• _THE EXERCISE_: Copy the lines below, starting at the line containing "Audit flag: the horse's front" and ending with the line containing "[198, 0, 286, 55]". Keep the requests as they are, and add 73 to every box coordinate in the answers.

• _DATA SHOWN_:
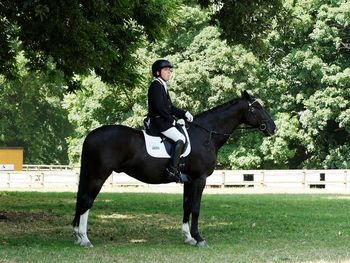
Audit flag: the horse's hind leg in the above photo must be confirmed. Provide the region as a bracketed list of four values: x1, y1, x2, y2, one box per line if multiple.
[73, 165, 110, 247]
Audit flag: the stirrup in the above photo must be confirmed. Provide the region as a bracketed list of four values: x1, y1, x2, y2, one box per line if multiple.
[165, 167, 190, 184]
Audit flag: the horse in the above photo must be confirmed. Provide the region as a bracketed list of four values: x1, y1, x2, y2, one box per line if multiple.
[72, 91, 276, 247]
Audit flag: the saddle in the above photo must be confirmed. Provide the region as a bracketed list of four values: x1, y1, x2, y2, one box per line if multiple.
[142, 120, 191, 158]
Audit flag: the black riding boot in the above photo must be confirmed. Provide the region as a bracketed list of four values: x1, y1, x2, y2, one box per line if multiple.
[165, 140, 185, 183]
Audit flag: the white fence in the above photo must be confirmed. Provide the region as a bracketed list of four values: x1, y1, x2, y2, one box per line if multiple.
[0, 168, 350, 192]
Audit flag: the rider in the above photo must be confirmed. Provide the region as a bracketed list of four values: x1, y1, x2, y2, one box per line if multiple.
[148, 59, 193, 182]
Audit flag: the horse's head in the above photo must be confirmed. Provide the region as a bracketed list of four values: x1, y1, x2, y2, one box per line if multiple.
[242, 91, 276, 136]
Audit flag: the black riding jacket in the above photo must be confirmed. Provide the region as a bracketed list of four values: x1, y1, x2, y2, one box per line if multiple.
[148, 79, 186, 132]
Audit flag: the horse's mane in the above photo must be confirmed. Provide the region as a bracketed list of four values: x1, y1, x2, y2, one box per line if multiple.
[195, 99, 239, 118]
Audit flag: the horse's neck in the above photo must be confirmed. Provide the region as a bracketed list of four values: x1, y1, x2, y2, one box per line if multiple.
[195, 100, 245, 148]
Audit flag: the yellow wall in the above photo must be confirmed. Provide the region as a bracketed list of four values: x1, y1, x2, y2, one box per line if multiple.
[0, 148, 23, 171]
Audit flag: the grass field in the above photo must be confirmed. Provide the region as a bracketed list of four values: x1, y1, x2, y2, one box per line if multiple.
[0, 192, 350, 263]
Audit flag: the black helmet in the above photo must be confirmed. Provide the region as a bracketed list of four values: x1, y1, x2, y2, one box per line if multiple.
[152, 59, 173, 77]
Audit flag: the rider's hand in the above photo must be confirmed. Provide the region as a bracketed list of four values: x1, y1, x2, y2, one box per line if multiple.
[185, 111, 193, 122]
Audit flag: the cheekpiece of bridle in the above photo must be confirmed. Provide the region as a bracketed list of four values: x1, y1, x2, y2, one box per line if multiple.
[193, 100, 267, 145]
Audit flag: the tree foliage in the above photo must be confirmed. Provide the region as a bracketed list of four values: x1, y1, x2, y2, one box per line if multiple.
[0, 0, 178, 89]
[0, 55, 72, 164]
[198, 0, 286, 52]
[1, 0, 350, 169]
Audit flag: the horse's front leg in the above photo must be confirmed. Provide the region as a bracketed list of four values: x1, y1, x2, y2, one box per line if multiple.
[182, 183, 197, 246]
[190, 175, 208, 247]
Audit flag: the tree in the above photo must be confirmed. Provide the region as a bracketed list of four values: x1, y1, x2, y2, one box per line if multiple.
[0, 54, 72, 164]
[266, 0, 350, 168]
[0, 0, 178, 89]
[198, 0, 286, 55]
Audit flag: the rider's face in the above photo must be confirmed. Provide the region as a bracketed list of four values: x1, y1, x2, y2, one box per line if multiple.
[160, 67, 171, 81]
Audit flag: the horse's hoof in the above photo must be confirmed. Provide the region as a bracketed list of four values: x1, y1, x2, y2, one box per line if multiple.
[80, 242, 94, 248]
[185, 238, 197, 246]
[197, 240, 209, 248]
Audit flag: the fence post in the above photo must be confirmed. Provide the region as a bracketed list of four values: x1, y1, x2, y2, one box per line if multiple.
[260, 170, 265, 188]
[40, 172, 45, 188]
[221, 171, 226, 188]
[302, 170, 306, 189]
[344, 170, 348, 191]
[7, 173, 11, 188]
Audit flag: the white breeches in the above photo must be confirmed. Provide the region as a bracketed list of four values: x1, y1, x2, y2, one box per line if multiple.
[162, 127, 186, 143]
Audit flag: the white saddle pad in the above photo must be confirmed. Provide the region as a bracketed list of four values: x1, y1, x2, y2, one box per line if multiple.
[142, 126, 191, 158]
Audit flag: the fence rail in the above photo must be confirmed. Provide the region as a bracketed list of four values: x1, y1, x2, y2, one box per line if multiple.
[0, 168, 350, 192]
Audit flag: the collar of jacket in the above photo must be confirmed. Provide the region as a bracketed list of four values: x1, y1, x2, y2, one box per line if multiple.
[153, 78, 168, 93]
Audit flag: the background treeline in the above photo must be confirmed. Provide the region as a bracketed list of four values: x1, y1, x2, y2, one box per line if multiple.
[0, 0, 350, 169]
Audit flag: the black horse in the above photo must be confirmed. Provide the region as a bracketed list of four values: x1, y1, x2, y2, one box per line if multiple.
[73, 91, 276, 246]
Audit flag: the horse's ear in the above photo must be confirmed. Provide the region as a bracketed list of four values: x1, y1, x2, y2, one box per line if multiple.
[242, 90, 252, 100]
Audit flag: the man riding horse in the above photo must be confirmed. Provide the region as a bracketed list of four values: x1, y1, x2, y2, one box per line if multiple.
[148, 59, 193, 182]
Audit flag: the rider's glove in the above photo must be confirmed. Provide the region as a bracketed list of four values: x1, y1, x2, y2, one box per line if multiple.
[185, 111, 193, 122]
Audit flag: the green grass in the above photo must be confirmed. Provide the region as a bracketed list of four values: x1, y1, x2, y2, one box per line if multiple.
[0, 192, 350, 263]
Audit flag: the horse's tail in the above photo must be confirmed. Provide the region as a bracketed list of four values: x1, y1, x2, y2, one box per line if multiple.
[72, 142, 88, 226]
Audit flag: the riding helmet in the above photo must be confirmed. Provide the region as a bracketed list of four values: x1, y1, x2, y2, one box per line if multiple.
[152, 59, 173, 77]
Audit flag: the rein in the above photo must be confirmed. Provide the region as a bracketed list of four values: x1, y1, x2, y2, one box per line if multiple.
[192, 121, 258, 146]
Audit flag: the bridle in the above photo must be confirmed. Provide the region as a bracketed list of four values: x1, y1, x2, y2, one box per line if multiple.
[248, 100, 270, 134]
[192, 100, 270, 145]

...

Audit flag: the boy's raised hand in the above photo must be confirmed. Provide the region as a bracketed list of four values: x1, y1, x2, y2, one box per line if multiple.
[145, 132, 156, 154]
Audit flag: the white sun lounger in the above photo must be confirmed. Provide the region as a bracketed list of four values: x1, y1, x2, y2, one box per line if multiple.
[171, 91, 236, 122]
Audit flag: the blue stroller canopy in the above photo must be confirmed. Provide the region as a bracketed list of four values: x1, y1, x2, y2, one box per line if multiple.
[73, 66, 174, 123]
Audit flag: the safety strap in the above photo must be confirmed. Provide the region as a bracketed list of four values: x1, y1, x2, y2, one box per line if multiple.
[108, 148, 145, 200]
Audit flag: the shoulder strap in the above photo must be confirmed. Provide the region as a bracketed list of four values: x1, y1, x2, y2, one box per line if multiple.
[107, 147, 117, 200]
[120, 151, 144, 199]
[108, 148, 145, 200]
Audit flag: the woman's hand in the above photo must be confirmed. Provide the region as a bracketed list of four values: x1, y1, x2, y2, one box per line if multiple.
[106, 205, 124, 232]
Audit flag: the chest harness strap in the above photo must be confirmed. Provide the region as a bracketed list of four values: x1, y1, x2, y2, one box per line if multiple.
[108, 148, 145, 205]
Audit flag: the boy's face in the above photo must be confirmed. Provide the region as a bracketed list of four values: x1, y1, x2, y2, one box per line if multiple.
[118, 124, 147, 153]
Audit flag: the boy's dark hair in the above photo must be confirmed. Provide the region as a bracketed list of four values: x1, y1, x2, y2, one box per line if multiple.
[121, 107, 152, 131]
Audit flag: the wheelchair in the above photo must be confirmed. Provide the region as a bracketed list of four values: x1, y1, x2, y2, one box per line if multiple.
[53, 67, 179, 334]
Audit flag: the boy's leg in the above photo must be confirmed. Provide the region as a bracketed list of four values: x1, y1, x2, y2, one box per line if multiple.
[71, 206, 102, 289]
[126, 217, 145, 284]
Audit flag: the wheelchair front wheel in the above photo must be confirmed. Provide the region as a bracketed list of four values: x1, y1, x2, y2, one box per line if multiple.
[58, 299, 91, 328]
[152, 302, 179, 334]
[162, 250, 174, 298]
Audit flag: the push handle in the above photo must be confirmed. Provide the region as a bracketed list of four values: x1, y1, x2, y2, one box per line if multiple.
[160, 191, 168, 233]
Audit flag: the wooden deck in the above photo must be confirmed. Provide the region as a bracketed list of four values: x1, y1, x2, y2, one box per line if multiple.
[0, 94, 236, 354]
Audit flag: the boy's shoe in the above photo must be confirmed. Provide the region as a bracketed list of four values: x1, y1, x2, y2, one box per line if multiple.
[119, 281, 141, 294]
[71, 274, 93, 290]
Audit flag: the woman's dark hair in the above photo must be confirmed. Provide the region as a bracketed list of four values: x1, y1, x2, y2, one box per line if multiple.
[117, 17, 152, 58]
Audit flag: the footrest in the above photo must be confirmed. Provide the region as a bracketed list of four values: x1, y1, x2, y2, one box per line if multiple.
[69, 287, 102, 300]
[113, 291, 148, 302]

• _THE SOLUTION_:
Audit flag: the horse's front leg in the above photo must be confirmed. Provide the region as a bracketed list of four values: x1, y1, x2, y2, one box per line if multiple.
[255, 256, 270, 319]
[263, 248, 281, 320]
Audit flag: the tree in the above photo must be confirmed. Provide the region as a bracketed list of four values: x1, y1, x2, y2, one box per line if multiple.
[73, 127, 145, 237]
[339, 73, 423, 241]
[73, 73, 251, 162]
[271, 73, 359, 128]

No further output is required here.